# SUPPLIED RECORDS start

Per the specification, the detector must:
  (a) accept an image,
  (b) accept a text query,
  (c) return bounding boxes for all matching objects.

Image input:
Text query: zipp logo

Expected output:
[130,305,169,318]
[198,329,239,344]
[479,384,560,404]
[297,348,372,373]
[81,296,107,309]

# SUPPLIED RECORDS end

__EXERCISE GOAL__
Rewrite the material above, changing "detector" to "locator" wherever it appears and keeping everything else the same.

__REPLY TO THE TASK__
Per the specification, the locator must:
  (a) accept an image,
  (b) accept a text query,
  (c) return bounding boxes for all matching objects.

Image input:
Text query: zipp logo

Expected output:
[130,305,169,318]
[198,329,239,344]
[479,384,560,404]
[297,348,372,373]
[81,296,107,309]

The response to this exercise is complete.